> **Passage fourni**
Dans cet art mineur qu’est la chanson, cet art cinétique qui ne semble répondre qu’aux mouvements de l’instant, ce n’est pas la valeur qui compte, en effet, mais l’impact. Mais à l’époque de Gainsbourg : ces Trente Glorieuses où l’on rigolait : on ne calcule pas encore l’impact en fonction d’une cible marketing. Comme disait Picasso, en ce temps-là, on ne cherche pas : on trouve. Ou pas. En son nom propre, Gainsbourg n’a pas eu de succès avant la déflagration de La Marseillaise en reggae (1978), cet hymne prématuré, futuriste, pour la France black-blanc-beur de 1998 ou pour cette République scandée plutôt qu’on attend encore, assis sur le même banc de touche que François Bayrou, misère, pff...

> **Énoncé A**
Relevez toutes les personnes nommées dans le passage sur la chanson.
> **Énoncé B**
Selon le passage sur la chanson, de quelle année date La Marseillaise en reggae ?

> **Éléments du jeu de données**
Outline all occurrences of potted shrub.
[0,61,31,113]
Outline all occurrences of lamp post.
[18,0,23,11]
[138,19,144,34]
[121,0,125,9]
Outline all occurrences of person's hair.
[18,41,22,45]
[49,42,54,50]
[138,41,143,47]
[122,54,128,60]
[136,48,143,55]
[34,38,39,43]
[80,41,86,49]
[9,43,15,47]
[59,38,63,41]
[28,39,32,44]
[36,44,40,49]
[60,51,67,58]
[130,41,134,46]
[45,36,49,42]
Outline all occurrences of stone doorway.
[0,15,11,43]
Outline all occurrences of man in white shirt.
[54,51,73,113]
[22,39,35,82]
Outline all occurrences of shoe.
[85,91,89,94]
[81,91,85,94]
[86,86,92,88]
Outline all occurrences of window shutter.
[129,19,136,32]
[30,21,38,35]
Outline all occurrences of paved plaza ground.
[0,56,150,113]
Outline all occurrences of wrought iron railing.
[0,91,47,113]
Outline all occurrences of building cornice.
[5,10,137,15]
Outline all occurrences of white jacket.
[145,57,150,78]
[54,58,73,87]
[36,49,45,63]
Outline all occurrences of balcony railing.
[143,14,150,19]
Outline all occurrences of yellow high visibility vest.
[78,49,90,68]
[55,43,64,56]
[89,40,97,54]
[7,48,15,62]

---

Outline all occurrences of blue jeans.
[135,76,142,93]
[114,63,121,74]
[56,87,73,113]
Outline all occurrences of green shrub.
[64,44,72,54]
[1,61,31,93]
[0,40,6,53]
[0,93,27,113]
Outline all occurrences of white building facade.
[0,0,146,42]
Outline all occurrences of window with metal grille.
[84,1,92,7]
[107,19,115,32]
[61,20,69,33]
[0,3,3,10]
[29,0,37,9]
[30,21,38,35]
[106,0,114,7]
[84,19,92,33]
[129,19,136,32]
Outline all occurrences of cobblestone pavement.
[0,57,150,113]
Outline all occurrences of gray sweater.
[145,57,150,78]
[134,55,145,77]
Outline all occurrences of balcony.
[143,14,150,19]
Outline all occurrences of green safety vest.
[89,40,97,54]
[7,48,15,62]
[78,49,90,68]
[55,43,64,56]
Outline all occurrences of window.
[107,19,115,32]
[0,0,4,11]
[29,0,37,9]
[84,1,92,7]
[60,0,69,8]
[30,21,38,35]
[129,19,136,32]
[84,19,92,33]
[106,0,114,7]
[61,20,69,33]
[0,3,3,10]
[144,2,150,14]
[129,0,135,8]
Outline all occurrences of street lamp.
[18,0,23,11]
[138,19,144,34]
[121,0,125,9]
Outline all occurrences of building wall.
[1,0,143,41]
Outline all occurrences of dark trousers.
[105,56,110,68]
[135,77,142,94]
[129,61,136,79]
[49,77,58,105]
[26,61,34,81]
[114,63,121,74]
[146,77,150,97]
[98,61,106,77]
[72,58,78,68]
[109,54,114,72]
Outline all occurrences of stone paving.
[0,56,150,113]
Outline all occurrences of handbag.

> **Réponse complète A**
Gainsbourg, Picasso, François Bayrou

> **Réponse complète B**
Elle date de 1978.